--- Start of Data shown ---

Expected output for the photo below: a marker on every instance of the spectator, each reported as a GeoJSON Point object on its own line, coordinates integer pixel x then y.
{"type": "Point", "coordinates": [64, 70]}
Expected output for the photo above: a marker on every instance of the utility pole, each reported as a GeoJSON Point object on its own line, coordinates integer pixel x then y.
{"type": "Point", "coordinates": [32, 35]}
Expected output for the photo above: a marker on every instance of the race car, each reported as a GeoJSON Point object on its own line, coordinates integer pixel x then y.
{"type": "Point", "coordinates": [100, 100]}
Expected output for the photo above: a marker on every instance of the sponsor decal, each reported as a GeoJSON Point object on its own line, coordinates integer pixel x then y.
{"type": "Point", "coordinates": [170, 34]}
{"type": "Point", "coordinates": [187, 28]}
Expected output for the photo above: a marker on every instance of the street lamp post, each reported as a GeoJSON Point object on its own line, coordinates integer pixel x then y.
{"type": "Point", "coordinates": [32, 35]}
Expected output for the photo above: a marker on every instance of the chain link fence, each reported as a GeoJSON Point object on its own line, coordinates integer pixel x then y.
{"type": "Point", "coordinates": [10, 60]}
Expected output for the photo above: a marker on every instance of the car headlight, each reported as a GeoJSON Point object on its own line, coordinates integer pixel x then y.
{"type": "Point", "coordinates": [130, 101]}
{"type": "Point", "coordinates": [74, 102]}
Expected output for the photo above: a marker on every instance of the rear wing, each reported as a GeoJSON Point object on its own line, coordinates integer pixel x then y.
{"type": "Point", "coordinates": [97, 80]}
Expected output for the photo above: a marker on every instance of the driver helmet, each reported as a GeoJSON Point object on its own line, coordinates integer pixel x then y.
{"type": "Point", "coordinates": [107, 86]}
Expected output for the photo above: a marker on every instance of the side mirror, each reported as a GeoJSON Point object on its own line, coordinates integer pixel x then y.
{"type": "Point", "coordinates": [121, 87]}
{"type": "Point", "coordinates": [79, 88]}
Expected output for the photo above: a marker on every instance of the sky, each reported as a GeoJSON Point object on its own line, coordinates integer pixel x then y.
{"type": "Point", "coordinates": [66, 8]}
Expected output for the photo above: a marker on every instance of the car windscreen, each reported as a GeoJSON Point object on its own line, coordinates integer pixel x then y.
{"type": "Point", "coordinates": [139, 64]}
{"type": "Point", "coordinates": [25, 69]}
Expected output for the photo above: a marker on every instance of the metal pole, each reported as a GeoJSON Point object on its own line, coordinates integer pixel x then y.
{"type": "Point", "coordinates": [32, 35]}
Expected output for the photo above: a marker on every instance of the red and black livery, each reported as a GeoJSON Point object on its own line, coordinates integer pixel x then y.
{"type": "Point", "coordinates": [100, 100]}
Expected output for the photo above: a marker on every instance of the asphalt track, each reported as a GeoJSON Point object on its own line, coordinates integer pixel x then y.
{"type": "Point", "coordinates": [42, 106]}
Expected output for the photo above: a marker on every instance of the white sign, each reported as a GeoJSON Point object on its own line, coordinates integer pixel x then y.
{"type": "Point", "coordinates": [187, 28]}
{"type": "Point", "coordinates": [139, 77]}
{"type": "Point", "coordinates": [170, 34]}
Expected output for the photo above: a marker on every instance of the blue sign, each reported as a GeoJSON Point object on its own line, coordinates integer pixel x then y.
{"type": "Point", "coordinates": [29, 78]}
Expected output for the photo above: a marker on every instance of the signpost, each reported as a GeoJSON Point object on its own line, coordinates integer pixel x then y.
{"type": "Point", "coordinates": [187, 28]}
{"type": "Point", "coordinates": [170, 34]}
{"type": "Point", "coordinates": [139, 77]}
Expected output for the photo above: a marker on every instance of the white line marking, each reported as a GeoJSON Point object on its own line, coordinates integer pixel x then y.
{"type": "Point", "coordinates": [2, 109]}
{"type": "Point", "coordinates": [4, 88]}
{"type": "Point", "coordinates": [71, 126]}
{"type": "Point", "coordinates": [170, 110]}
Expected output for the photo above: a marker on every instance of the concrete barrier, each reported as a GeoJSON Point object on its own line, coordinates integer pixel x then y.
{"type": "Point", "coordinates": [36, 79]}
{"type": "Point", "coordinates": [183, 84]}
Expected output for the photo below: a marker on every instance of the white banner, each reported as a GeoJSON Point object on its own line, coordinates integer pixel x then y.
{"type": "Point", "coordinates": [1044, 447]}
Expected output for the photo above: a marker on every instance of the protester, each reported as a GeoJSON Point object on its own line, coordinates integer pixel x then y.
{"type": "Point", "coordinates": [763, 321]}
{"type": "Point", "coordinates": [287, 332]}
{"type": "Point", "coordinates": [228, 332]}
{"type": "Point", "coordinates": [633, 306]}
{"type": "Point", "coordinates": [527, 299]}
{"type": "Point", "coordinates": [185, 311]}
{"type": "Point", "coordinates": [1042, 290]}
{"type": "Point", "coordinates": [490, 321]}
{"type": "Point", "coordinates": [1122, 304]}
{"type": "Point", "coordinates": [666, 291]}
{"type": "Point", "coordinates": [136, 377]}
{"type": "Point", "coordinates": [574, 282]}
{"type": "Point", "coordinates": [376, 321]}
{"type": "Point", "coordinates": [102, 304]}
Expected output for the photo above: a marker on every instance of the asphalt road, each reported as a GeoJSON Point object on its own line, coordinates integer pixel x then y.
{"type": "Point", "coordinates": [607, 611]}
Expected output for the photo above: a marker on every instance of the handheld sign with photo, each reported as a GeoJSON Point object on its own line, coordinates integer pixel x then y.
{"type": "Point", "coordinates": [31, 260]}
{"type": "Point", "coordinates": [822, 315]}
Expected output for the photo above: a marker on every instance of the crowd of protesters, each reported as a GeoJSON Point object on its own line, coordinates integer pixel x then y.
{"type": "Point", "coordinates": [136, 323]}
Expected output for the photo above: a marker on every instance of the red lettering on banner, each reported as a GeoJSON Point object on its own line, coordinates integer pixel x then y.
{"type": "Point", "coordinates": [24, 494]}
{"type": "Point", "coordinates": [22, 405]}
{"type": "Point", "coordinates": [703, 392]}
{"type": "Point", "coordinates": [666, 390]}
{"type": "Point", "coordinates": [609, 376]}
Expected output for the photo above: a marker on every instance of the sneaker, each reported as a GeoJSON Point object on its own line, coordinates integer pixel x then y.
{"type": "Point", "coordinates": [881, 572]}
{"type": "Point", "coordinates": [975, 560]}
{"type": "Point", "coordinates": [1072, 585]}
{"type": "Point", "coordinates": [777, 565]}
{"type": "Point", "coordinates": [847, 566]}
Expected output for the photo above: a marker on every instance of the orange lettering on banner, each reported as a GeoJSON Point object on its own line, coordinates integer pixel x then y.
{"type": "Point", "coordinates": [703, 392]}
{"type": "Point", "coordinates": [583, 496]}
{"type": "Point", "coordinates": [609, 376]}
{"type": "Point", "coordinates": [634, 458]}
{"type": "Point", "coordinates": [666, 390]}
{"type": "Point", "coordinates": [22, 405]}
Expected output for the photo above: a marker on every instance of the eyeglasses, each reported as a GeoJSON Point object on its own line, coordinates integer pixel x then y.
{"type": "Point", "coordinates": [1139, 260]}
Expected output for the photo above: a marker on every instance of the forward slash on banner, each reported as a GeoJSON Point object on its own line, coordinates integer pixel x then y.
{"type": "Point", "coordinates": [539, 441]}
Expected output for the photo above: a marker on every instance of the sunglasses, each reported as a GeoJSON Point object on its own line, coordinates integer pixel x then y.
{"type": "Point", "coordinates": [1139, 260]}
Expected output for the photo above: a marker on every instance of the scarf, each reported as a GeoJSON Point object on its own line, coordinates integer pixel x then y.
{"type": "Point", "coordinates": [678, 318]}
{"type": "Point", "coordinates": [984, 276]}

--- End of Data shown ---

Please quote the records above exactly, without skipping a line.

■ Written answer
Expected output for the photo below: a marker on every instance of the spectator, each reported as a GeoJSON Point object on its own line, coordinates integer pixel x then y.
{"type": "Point", "coordinates": [64, 70]}
Expected output for the photo above: a marker on every instance of the utility pole, each reported as a GeoJSON Point object on its own line, coordinates integer pixel x then y.
{"type": "Point", "coordinates": [32, 35]}
Expected output for the photo above: a marker on every instance of the race car, each reported as a GeoJSON Point object on its own line, coordinates integer pixel x then y.
{"type": "Point", "coordinates": [100, 100]}
Expected output for the photo above: a marker on every instance of the sponsor decal, each reported as a GeoJSON Point object on its own line, coordinates integer pixel x then y.
{"type": "Point", "coordinates": [170, 34]}
{"type": "Point", "coordinates": [187, 28]}
Expected output for the photo above: a marker on every instance of the street lamp post, each reported as a GeoJSON Point object on its own line, coordinates integer pixel x then y.
{"type": "Point", "coordinates": [32, 35]}
Expected output for the photo above: a marker on every instance of the chain link fence, each reported as a GeoJSON Point object on its own line, coordinates integer pixel x then y.
{"type": "Point", "coordinates": [10, 60]}
Expected output for the photo above: a marker on every instance of the car headlight, each reported as a GeoJSON Point object on its own line, coordinates integer pixel x then y.
{"type": "Point", "coordinates": [130, 101]}
{"type": "Point", "coordinates": [74, 102]}
Expected output for the photo above: a marker on every instance of the rear wing, each reported as a GeoJSON Point object on its own line, coordinates integer pixel x then y.
{"type": "Point", "coordinates": [97, 80]}
Expected output for the photo above: a marker on every instance of the driver helmet, each reported as a GeoJSON Point object on its own line, coordinates integer pixel x then y.
{"type": "Point", "coordinates": [107, 86]}
Expected output for the photo above: a marker on every instance of the side mirror, each reported as a GeoJSON Point object on its own line, coordinates integer pixel x then y.
{"type": "Point", "coordinates": [121, 87]}
{"type": "Point", "coordinates": [79, 88]}
Expected output for the photo above: a marker on every instance of the sky, each reported as a GeoJSON Point object on its own line, coordinates integer pixel x then y.
{"type": "Point", "coordinates": [66, 8]}
Expected output for the photo above: a marker on every instance of the car windscreen, each reported as a GeoJSON Point object on its own line, coordinates integer pixel x then y.
{"type": "Point", "coordinates": [139, 64]}
{"type": "Point", "coordinates": [25, 69]}
Expected output for the photo above: a marker on every instance of the metal pole, each reported as a GeoJSON Point object on its own line, coordinates integer pixel x then y.
{"type": "Point", "coordinates": [32, 35]}
Expected output for the photo above: a marker on every instance of the red and black livery, each reported as a GeoJSON Point object on its own line, coordinates integer pixel x then y.
{"type": "Point", "coordinates": [100, 100]}
Expected output for the photo above: a marker on every instance of the asphalt track, each reported as a GeoJSON Point object on its own line, coordinates integer pixel x then y.
{"type": "Point", "coordinates": [42, 106]}
Expected output for the photo above: a marker on every instance of the white sign, each reported as a GeoJSON Point object on its own line, coordinates integer pixel x then y.
{"type": "Point", "coordinates": [187, 28]}
{"type": "Point", "coordinates": [139, 77]}
{"type": "Point", "coordinates": [170, 34]}
Expected output for the photo above: a marker on every instance of the blue sign, each reported as a GeoJSON Point object on its own line, coordinates integer pixel x then y.
{"type": "Point", "coordinates": [29, 78]}
Expected output for the photo above: a marker on every instance of the signpost, each reported as a GeoJSON Point object on its own line, coordinates integer pixel x then y.
{"type": "Point", "coordinates": [187, 28]}
{"type": "Point", "coordinates": [170, 34]}
{"type": "Point", "coordinates": [139, 77]}
Expected output for the photo above: a marker on every instance of the white line marking, each reported as a GeoJSON Point object on its own line, coordinates integer pixel x then y.
{"type": "Point", "coordinates": [2, 109]}
{"type": "Point", "coordinates": [4, 88]}
{"type": "Point", "coordinates": [71, 126]}
{"type": "Point", "coordinates": [170, 110]}
Expected output for the photo above: a marker on every instance of the concrete barrier, each reported as a GeoJSON Point object on its own line, coordinates integer pixel x then y.
{"type": "Point", "coordinates": [36, 79]}
{"type": "Point", "coordinates": [183, 84]}
Expected output for the photo below: a marker on every instance of the white banner, each reported as a GeoJSON Point object on its own line, coordinates integer pixel x then y.
{"type": "Point", "coordinates": [1044, 447]}
Expected output for the photo above: a marker on every instance of the protester, each reported as a GeoJSON Point object on its own line, coordinates integer pixel x then y.
{"type": "Point", "coordinates": [763, 321]}
{"type": "Point", "coordinates": [287, 332]}
{"type": "Point", "coordinates": [228, 332]}
{"type": "Point", "coordinates": [633, 306]}
{"type": "Point", "coordinates": [527, 299]}
{"type": "Point", "coordinates": [185, 311]}
{"type": "Point", "coordinates": [1042, 290]}
{"type": "Point", "coordinates": [490, 321]}
{"type": "Point", "coordinates": [1122, 304]}
{"type": "Point", "coordinates": [666, 291]}
{"type": "Point", "coordinates": [136, 377]}
{"type": "Point", "coordinates": [574, 282]}
{"type": "Point", "coordinates": [376, 321]}
{"type": "Point", "coordinates": [102, 304]}
Expected output for the photo above: a marker on every instance of the asphalt road, each reported as a GeoJSON Point object on its own line, coordinates integer pixel x then y.
{"type": "Point", "coordinates": [607, 611]}
Expected output for the photo above: a marker on every instance of the handheld sign with photo, each reported as a GeoJSON Point object on its own line, coordinates integer pixel x then y.
{"type": "Point", "coordinates": [31, 260]}
{"type": "Point", "coordinates": [822, 315]}
Expected output for the photo above: a marker on every instance of the crowd of protesters, each reported as a GeoJSON Point object on its own line, coordinates integer pixel x then y.
{"type": "Point", "coordinates": [136, 323]}
Expected output for the photo above: a marker on every instance of the red lettering on banner, each reported as a GeoJSON Point object on its own line, coordinates integer pixel x then y.
{"type": "Point", "coordinates": [24, 494]}
{"type": "Point", "coordinates": [22, 405]}
{"type": "Point", "coordinates": [703, 392]}
{"type": "Point", "coordinates": [666, 390]}
{"type": "Point", "coordinates": [609, 376]}
Expected output for the photo above: a marker on every instance of the sneaker, each reported as a GeoJSON Point object on its own line, coordinates integer pixel x then y.
{"type": "Point", "coordinates": [881, 572]}
{"type": "Point", "coordinates": [975, 560]}
{"type": "Point", "coordinates": [1072, 585]}
{"type": "Point", "coordinates": [777, 565]}
{"type": "Point", "coordinates": [847, 566]}
Expected output for the photo above: a marker on every instance of the orange lettering on banner, each reported as a GeoJSON Point object on its own line, coordinates integer pixel x then y.
{"type": "Point", "coordinates": [703, 392]}
{"type": "Point", "coordinates": [583, 496]}
{"type": "Point", "coordinates": [609, 376]}
{"type": "Point", "coordinates": [634, 458]}
{"type": "Point", "coordinates": [666, 390]}
{"type": "Point", "coordinates": [22, 405]}
Expected output for the photo above: a marker on every instance of the eyeglasses, each reported as a GeoJSON Point object on its own line, coordinates integer pixel x then y.
{"type": "Point", "coordinates": [1139, 260]}
Expected output for the photo above: a marker on every instance of the forward slash on banner, each reported as a GeoJSON Point object on its own line, coordinates integer pixel x then y.
{"type": "Point", "coordinates": [539, 441]}
Expected output for the photo above: a marker on every instance of the sunglasses, each reported as a GeoJSON Point object on its own line, coordinates integer pixel x then y.
{"type": "Point", "coordinates": [1139, 260]}
Expected output for the photo above: a marker on every instance of the scarf, each reported as a GeoJSON Point object on its own line, coordinates integer pixel x then y.
{"type": "Point", "coordinates": [678, 318]}
{"type": "Point", "coordinates": [984, 276]}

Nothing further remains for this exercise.